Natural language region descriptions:

- - -

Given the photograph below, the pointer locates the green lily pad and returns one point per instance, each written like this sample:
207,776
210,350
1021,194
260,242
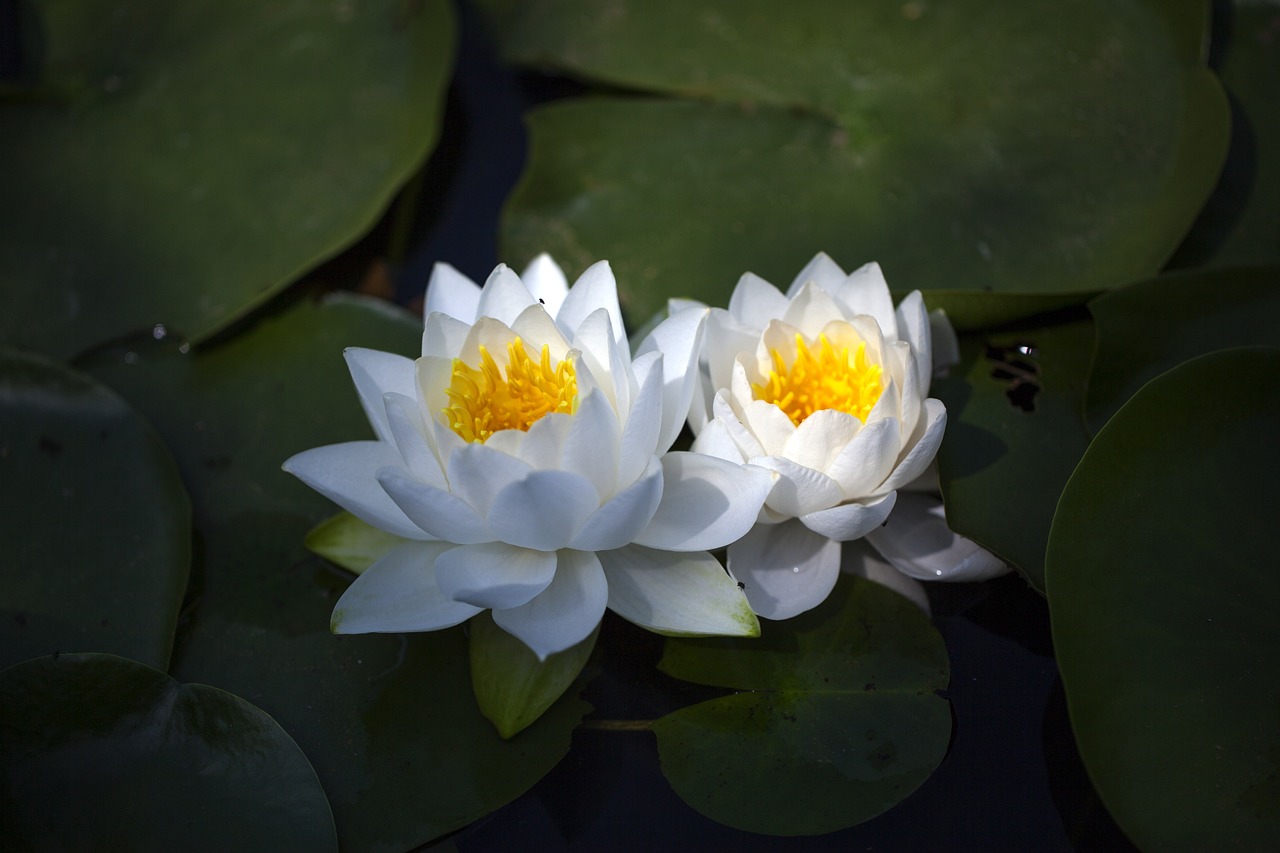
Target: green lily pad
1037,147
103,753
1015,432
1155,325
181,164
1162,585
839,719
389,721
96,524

- - -

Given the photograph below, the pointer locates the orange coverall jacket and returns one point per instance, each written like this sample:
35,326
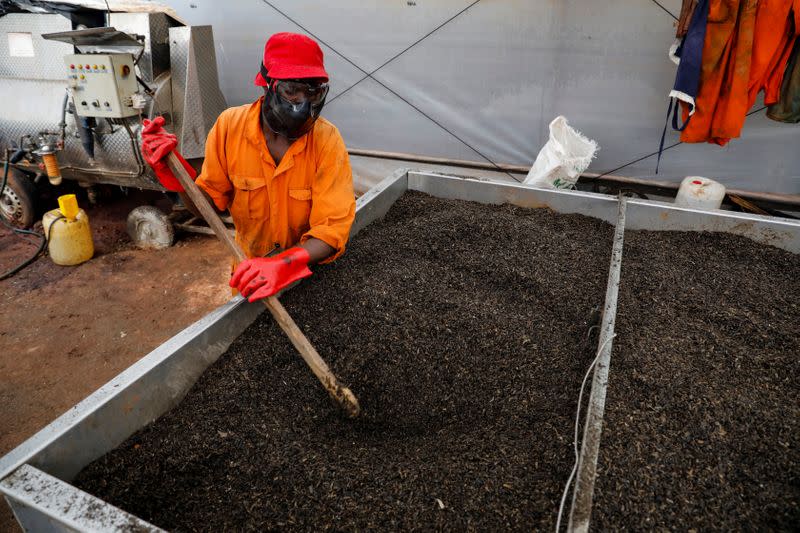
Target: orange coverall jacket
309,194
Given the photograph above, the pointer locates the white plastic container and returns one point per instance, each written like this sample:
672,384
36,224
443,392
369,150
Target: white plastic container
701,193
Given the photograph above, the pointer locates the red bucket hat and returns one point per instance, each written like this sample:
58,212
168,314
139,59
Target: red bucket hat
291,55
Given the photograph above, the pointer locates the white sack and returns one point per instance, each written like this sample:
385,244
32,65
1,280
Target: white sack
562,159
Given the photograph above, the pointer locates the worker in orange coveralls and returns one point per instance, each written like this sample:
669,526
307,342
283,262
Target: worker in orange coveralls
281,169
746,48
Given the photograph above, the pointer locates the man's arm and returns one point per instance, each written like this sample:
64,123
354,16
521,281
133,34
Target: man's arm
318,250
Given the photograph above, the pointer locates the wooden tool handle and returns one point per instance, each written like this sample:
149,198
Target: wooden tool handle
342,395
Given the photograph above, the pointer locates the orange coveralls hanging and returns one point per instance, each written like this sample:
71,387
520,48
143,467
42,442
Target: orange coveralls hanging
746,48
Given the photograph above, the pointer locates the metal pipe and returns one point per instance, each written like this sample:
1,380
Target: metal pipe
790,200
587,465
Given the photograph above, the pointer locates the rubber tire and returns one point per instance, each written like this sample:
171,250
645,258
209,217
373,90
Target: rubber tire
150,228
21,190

- - -

AIM OF THE TASK> Pull each line containing the word "below" out of the data above.

SOLUTION TO THIS PROBLEM>
Given the photograph below, the pointer locates the green lily pad and returns one point per instance, each written like this sample:
Given the photograph below, the pointer locates the orange coverall jacket and returns one point per instance, each written like this sample:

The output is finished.